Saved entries
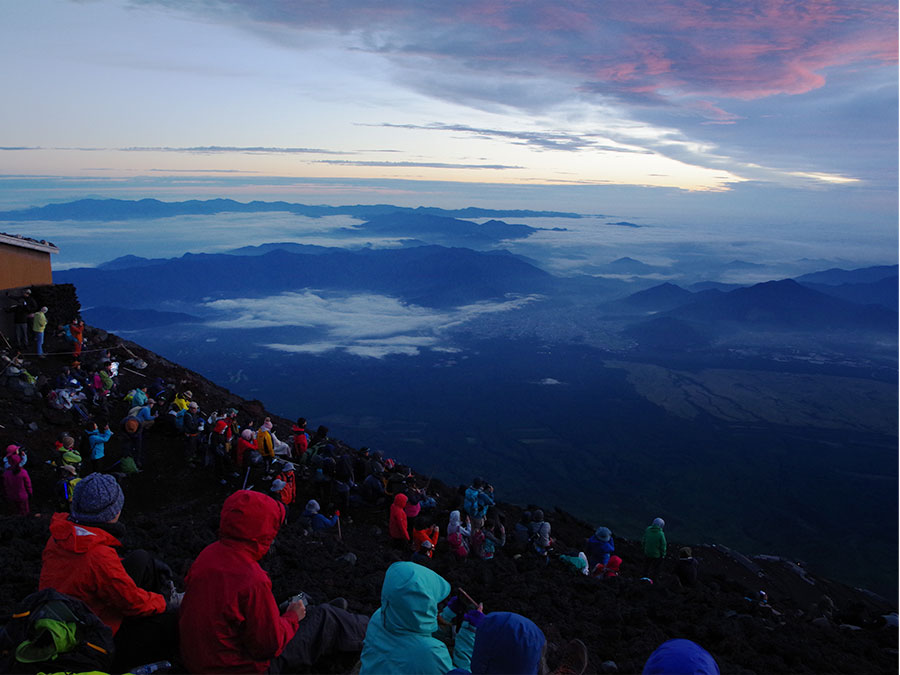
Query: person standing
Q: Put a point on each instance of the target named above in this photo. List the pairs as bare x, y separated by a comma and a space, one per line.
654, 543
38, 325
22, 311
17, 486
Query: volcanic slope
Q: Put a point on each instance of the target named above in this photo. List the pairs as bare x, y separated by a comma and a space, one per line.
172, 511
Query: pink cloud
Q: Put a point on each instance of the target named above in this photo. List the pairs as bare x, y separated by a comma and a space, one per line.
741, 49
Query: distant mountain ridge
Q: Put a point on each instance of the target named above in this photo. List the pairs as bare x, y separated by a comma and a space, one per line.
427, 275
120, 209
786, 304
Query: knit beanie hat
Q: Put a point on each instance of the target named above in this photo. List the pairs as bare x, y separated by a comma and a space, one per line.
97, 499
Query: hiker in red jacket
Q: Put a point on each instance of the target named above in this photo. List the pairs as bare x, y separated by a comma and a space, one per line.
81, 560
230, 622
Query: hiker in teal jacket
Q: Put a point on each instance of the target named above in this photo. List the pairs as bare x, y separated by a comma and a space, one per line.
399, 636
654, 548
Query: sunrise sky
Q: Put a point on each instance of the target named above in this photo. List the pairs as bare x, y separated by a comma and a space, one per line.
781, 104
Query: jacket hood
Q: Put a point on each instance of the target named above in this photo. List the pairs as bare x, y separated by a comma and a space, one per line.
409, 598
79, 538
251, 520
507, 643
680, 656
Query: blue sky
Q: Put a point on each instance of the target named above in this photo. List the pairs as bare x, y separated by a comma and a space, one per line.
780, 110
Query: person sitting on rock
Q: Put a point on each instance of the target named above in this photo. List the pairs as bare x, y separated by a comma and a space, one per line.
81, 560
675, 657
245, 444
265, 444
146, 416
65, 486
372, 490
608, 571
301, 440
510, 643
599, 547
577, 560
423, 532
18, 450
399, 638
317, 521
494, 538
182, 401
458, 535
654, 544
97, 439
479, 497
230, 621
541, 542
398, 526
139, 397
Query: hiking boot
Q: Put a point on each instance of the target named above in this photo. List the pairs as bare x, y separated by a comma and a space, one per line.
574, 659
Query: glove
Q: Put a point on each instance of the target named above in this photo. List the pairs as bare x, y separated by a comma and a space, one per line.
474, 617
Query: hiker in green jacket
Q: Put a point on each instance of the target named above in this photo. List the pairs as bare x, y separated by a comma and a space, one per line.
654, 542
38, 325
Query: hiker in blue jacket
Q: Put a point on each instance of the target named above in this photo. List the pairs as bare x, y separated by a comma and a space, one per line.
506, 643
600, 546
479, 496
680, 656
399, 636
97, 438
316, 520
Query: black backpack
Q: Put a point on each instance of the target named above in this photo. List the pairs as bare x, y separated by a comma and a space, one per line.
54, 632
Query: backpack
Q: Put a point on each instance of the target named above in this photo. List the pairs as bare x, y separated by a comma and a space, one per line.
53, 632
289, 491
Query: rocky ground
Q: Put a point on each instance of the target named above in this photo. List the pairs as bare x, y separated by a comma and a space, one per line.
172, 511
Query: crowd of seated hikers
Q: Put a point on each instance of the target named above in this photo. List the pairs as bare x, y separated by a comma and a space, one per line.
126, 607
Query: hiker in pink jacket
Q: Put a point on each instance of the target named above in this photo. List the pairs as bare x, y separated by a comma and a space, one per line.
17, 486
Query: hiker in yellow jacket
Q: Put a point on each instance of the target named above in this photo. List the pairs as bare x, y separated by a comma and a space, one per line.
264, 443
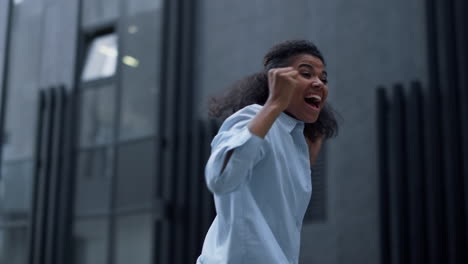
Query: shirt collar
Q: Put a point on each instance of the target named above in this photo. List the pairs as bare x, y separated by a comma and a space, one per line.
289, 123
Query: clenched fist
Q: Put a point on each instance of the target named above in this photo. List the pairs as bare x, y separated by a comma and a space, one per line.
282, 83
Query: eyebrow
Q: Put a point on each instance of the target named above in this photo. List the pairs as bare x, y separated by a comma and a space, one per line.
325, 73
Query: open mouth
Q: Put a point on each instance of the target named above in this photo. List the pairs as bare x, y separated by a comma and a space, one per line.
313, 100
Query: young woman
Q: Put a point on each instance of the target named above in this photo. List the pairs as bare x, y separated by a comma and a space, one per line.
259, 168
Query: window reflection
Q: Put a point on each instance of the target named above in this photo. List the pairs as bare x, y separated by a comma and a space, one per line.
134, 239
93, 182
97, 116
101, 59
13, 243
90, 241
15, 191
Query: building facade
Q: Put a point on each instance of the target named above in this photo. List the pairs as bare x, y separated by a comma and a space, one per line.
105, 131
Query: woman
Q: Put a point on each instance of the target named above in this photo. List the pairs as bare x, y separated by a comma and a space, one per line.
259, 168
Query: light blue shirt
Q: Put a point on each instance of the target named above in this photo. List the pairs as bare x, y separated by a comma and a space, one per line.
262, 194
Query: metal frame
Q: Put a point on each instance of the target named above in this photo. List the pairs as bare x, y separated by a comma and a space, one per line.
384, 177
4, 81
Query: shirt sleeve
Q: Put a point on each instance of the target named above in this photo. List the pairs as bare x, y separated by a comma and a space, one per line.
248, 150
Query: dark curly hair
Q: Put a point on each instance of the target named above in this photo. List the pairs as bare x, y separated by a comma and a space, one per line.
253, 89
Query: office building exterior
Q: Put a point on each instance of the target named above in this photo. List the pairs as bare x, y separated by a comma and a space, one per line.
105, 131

Required action: Skipping the pictures, transcribe each line above exactly as it appears.

Answer section:
Query: person standing
Q: Put a point on each instance of the target named above in this photo. List the pairs as bare x, y separated by a comma and a space, one per line.
654, 543
38, 325
22, 311
17, 486
Query: volcanic slope
Q: Put a point on each instance of the target named above in this photo. List the pairs as bare x, y separated by a comma and a space, one per line.
172, 511
Query: pink cloud
Q: Put a point on each instance of the target named above in this photo. List the pairs as bare x, y separated by a comma and a space, one per line.
741, 49
Query: distant mountain ridge
Q: Put a point on each instance of the target named above in this photo. List the pairs as bare x, y separated by a comma and a space, one per line.
427, 275
120, 209
786, 304
Query: knit beanie hat
Q: Put a point on each instance of the target named above in this photo. List the pairs as bare x, y separated by a comma and a space, one per line.
97, 499
Query: hiker in red jacket
Q: Put a point on each instance of the target named above in this photo. List the pairs as bare x, y separated by a comma and a space, one per line.
81, 560
230, 622
Query: hiker in teal jacket
Q: Put a point on each instance of the target named above in this photo. List the pairs as bare x, y separated by a comma and a space, one per line.
399, 636
654, 548
Query: sunrise sky
Q: Put a point on each instance of the target named above in this photo. List the pairs as bare x, y separated by a comma and a space, one per line.
781, 104
Query: jacket hood
Q: Put a point on each instance of the target named above in this photo. List the pairs as bare x, y separated by a comma and a space, one per line.
409, 598
79, 538
251, 520
507, 643
680, 656
Query: blue sky
Q: Put a point on each instance of the target named above in this photo. List the pairs as bare x, y separated by a comma and a space, one per line.
780, 110
Query: person sitting on rock
Q: Put a point on each instance of the target named above in this photo. List the pairs as bare x, y separated by a comma and a space, one per line.
81, 560
675, 657
245, 444
265, 444
146, 416
65, 486
372, 490
608, 571
301, 440
510, 643
599, 547
577, 560
423, 532
18, 450
399, 638
317, 521
494, 538
182, 401
458, 535
654, 544
97, 439
479, 497
230, 621
541, 542
398, 526
139, 397
Query: hiking boot
Q: Put a point on each instance of the target named above in this photo. List the pairs as bare x, y separated by a comma and a space, one per line.
574, 659
Query: glove
Q: Put a point on each instance of the target named above in this photo. List the pairs as bare x, y separated by a comma and a space, one per line.
474, 617
Query: hiker in green jacket
Q: Put a point on each instance of the target named above in this photo. List the pairs as bare x, y separated by a comma and a space, one per line.
654, 542
38, 325
Query: hiker in blue jacket
Q: Put a point on each instance of the target named above in this photo. List the pairs as bare x, y separated by a comma and a space, one per line.
506, 643
600, 546
479, 496
680, 656
399, 636
97, 438
316, 520
Query: black backpack
Q: Put a point on each instance of the target named above in this photo. List the pairs as bare x, y separated by a comma and a space, one per line.
54, 632
Query: backpack
Q: Put a point on each instance of the target named above in this photo. List the pairs as bare x, y separated by a comma and a space, one per line.
53, 632
289, 491
Query: rocky ground
Q: Put a point on each instance of the target named above in this photo. List the pairs as bare x, y separated by a comma and a space, one per line.
172, 511
Query: crowd of seated hikers
Q: Put a point on each instance of the target named above in this photo. List the pairs as bare x, y separated by a comma and a space, one per line.
126, 607
Query: hiker in pink jacket
Q: Put a point on each instance of the target named above in this photo. List the pairs as bare x, y separated by a comma and a space, one per line.
17, 486
Query: hiker in yellow jacket
Q: Put a point on each instance of the target named above in this photo. List the pairs as bare x, y separated by a comma and a space, one per line.
264, 443
Query: shirt collar
Q: Put a point on each instance of the target named above in this photo. List the pairs as bare x, y separated by a comma and a space, one per line.
289, 123
Query: clenched fist
Q: Put a point on each instance of the target named above in this photo. List the pairs as bare x, y separated by a comma and a space, one per line.
282, 83
Query: eyebrow
Q: Put a point on each instance of the target named above in this photo. List the pairs as bare x, y separated by a comma and a space, one per line.
325, 73
Query: open mouth
Q: Put a point on each instance of the target named above in this photo. List the pairs as bare x, y separated by a comma and a space, one per line.
313, 100
Query: young woman
Q: Put a point on each instance of the target named above in this photo. List the pairs as bare x, y separated by a comma and a space, one per line.
259, 168
Query: window reflection
Q: Put a point on each instance of the target named above in this photo. List the pairs as bare x, y separated by a comma and a space, one per line.
134, 239
93, 182
97, 116
101, 59
13, 243
90, 241
15, 191
Query: building facade
Q: Put a point on each instance of the target named above in this photo. List the pairs as bare x, y separated by a comma and a space, one per line.
105, 131
Query: woman
Q: Put a point on each instance of the target named above in this photo. List the pairs as bare x, y separated by a comma and a space, one per line.
259, 168
Query: light blue shirt
Q: Put a point on each instance of the target named above in this photo. List the pairs as bare x, y separated by a comma and a space, one per line.
262, 194
Query: metal frame
Q: Put a point on each instance of the target named above in this photo. List the pairs as bare x, y separated by a comma and a space, one per line.
384, 177
4, 81
Query: shirt sleeve
Q: Put a point on each instance of the target named above in this photo. List the pairs as bare x, y separated by a comma and a space, one per line.
248, 150
Query: dark curly hair
Q: Put a point on each instance of the target named above in this photo. List the pairs as bare x, y separated by a comma and a space, one per line.
253, 89
Query: office building exterior
Q: Put a point on each instance of the target named above in this photo. List the pairs as bare x, y separated by a comma and a space, one per line.
105, 131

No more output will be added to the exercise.